What to work on
1) In the Ceph mailing-list thread below, what PCIe generation does the server have?
2) Go on with the Ceph mailing-list thread below, starting right after its last line.
___ Text passage
Also, can you test with IO thread enabled and SCSI virtio single,
and multiple disks?
Cheers
El 19/3/25 a las 17:27, Giovanna Ratini escribió:
hello Eneko,
Yes I did. No significant changes. :-(
Cheers,
Gio
Am Mittwoch, März 19, 2025 13:09 CET, schrieb Eneko Lacunza
<elacunza@xxxxxxxxx>:
Hi Giovanna,
Have you tried increasing iothreads option for the VM?
Cheers
El 18/3/25 a las 19:13, Giovanna Ratini escribió:
> Hello Antony,
>
> no, no QoS applied to Vms.
>
> The Server has PCIe Gen 4
>
> ceph osd dump | grep pool
> pool 1 '.mgr' replicated size 3 min_size 2 crush_rule 0
object_hash
> rjenkins pg_num 1 pgp_num 1 autoscale_mode on last_change 21
flags
> hashpspool stripe_width 0 pg_num_max 32 pg_num_min 1
application mgr
> read_balance_score 13.04
> pool 2 'cephfs_data' replicated size 3 min_size 2 crush_rule 0
> object_hash rjenkins pg_num 32 pgp_num 32 autoscale_mode on
> last_change 598 lfor 0/598/596 flags hashpspool stripe_width 0
> application cephfs read_balance_score 2.02
> pool 3 'cephfs_metadata' replicated size 3 min_size 2
crush_rule 0
> object_hash rjenkins pg_num 32 pgp_num 32 autoscale_mode on
> last_change 50 flags hashpspool stripe_width 0
pg_autoscale_bias 4
> pg_num_min 16 recovery_priority 5 application cephfs
> read_balance_score 2.42
> pool 4 'cephvm' replicated size 3 min_size 2 crush_rule 0
object_hash
> rjenkins pg_num 128 pgp_num 128 autoscale_mode on last_change
16386
> lfor 0/644/2603 flags hashpspool,selfmanaged_snaps
stripe_width 0
> application rbd read_balance_score 1.52
>
> I think, this is the default config. 🙈
>
> I will search for my chassies supermicro upgrade.
______
___ Records provided
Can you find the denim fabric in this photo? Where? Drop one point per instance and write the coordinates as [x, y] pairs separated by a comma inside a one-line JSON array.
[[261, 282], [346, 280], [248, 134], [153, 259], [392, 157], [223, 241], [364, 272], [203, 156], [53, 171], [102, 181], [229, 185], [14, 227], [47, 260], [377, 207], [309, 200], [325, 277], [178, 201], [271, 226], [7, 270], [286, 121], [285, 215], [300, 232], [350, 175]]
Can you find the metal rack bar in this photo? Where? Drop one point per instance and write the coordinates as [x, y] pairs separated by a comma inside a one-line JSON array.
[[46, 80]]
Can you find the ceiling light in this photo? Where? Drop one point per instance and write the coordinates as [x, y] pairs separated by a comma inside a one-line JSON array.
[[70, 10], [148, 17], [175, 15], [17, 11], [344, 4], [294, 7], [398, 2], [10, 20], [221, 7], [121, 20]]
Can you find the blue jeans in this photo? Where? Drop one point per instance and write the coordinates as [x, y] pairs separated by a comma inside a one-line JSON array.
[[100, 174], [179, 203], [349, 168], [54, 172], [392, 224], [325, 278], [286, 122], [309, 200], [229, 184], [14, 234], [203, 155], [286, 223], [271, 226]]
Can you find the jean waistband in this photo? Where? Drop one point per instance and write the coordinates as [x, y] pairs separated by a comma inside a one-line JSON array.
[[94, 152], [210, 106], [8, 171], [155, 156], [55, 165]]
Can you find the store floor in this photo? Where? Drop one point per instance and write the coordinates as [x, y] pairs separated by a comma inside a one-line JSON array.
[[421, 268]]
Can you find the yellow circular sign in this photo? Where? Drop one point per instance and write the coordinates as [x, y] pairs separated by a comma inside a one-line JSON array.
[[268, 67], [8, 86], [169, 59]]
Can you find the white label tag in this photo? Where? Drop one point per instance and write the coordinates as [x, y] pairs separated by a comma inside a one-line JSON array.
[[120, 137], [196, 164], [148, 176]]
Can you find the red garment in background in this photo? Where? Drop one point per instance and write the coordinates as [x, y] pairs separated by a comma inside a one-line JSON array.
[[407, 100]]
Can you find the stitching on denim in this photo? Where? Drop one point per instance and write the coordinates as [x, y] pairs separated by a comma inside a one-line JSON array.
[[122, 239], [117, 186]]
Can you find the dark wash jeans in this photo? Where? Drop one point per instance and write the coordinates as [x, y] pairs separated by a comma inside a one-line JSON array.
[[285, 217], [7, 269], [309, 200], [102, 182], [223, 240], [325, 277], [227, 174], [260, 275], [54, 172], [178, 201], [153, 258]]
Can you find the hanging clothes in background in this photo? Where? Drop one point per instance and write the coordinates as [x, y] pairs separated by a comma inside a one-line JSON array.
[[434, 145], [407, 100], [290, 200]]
______
The replies
1) PCIe Gen 4.

2)
>
> Thank you
>
>
> Am 18.03.2025 um 17:57 schrieb Anthony D'Atri:
>>> Then I tested on the *Proxmox host*, and the results were
>>> significantly better.
>> My Proxmox prowess is limited, but from my experience with
other
>> virtualization platforms, I have to ask if there is any QoS
>> throttling applied to VMs. With OpenStack or DO there is
often IOPS
>> and/or throughput throttling via libvirt to mitigate noisy
neighbors.
>>
>>> fio --name=host-test --filename=/dev/rbd0 --ioengine=libaio
>>> --rw=randread --bs=4k --numjobs=4 --iodepth=32 --size=1G
>>> --runtime=60 --group_reporting
>>>
>>> *IOPS*: *1.54M*
>>>
>>> # *Bandwidth*: *6032MiB/s (6325MB/s)*
>>> # *Latency*:
>>>
>>> * *Avg*: *39.8µs*
>>> * *99.9th percentile*: *71µs*
>>>
>>> # *CPU Usage*: *usr=22.60%, sys=77.13%*
>>> #
>>>
>>> Am 18.03.2025 um 15:27 schrieb Anthony D'Atri:
>>>> Which NVMe drive SKUs specifically?
>>> # */dev/nvme6n1* – *KCD61LUL15T3* – 15.36 TB – SN:
6250A02QT5A8
>>> # */dev/nvme5n1* – *KCD61LUL15T3* – 15.36 TB – SN:
42R0A036T5A8
>>> # */dev/nvme4n1* – *KCD61LUL15T3* – 15.36 TB – SN:
6250A02UT5A8
>> Kioxia CD6. If you were using client-class drives all
manner of
>> performance issues would be expected.
>>
>> Is your server chassis at least PCIe Gen 4? If it’s Gen 3
that may
>> hamper these drives.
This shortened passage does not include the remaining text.